START ENTRIES SUPPLIED
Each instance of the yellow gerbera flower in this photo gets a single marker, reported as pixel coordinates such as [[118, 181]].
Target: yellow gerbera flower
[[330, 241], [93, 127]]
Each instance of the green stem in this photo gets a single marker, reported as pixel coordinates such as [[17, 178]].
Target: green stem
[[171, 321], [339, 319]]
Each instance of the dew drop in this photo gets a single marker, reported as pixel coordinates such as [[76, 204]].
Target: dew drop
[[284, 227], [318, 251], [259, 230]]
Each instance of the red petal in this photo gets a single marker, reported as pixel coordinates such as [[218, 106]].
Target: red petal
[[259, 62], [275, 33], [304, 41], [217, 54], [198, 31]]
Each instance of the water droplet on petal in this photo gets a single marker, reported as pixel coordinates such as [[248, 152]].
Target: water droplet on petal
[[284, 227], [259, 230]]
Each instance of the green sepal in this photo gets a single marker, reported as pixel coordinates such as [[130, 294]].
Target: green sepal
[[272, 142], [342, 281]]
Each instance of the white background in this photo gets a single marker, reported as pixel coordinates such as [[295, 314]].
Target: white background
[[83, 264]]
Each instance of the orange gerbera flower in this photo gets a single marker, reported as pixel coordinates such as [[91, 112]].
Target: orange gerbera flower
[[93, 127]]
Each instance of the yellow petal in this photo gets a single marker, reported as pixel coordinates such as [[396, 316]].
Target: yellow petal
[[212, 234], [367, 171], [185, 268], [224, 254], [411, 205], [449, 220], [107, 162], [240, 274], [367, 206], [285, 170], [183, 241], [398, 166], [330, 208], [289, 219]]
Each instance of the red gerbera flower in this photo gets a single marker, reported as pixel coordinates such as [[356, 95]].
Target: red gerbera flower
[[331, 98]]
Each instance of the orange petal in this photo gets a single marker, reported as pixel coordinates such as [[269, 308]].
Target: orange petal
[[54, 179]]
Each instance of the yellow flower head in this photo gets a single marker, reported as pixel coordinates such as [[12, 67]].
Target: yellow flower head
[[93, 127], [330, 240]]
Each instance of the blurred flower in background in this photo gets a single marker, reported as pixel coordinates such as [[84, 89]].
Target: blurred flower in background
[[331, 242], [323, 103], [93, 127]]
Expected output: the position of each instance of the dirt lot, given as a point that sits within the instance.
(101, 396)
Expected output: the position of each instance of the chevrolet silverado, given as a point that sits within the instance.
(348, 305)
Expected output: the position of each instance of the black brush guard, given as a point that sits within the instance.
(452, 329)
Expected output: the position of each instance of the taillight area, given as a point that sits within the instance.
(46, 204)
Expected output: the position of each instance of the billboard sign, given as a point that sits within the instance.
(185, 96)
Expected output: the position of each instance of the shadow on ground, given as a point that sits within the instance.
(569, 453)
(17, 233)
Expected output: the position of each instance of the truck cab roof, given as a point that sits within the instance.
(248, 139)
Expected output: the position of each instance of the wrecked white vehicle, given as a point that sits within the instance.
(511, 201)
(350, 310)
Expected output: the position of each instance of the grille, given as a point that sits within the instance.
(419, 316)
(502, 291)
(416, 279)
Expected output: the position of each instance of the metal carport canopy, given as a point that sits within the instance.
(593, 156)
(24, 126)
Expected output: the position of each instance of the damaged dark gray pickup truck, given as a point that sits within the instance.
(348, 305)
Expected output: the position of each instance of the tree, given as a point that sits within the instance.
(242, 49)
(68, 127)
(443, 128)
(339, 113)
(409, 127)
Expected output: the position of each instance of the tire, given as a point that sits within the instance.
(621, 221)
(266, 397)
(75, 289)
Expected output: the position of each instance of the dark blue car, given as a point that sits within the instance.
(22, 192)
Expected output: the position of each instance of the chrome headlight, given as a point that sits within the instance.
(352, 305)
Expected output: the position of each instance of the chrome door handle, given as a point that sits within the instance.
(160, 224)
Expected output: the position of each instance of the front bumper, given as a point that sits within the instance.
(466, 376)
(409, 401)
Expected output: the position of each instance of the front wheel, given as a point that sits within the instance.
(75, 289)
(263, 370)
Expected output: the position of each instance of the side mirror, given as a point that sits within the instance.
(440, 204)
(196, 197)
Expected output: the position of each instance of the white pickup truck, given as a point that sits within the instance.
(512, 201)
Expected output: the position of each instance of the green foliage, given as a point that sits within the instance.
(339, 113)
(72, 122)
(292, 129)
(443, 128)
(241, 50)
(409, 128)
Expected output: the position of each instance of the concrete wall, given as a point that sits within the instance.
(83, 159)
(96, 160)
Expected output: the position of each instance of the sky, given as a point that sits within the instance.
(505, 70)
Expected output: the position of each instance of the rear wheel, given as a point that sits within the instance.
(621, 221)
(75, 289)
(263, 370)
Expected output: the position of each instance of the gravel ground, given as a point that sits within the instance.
END ENTRIES SUPPLIED
Set down the lines above exactly as written. Begin at the line containing "the chrome door" and stop after the last line.

* **EXERCISE ANSWER**:
Expected output: the position of each instance of the chrome door handle, given as a point that sits within the instance.
(160, 224)
Expected output: the position of each instance of the front bumper, given as a point that sits within the instance.
(466, 376)
(409, 401)
Expected output: the position of each instance of the front wheel, given as a point that sits within the instance.
(75, 289)
(263, 370)
Expected output: the position of each instance of the side mirror, given as a point that sits within the instance.
(440, 204)
(196, 197)
Expected output: the position of each instance of the white pickup truck, given as a point that sits within the instance.
(512, 201)
Expected output: the position of each instance of the green foliage, given as a point that sits within the instance.
(339, 113)
(72, 122)
(292, 129)
(443, 128)
(241, 50)
(409, 128)
Expected output: the position of each instance of the concrete wall, given as a point that sits within the instance.
(83, 159)
(96, 160)
Expected output: the position of each instance of the sky, given as a point that sits within the instance.
(505, 70)
Expected output: the position of each instance of the rear wheel, given as a point that sits within the instance.
(621, 221)
(75, 289)
(263, 370)
Expected output: the position of each instance of the gravel ground, given as a point that sits within the instance.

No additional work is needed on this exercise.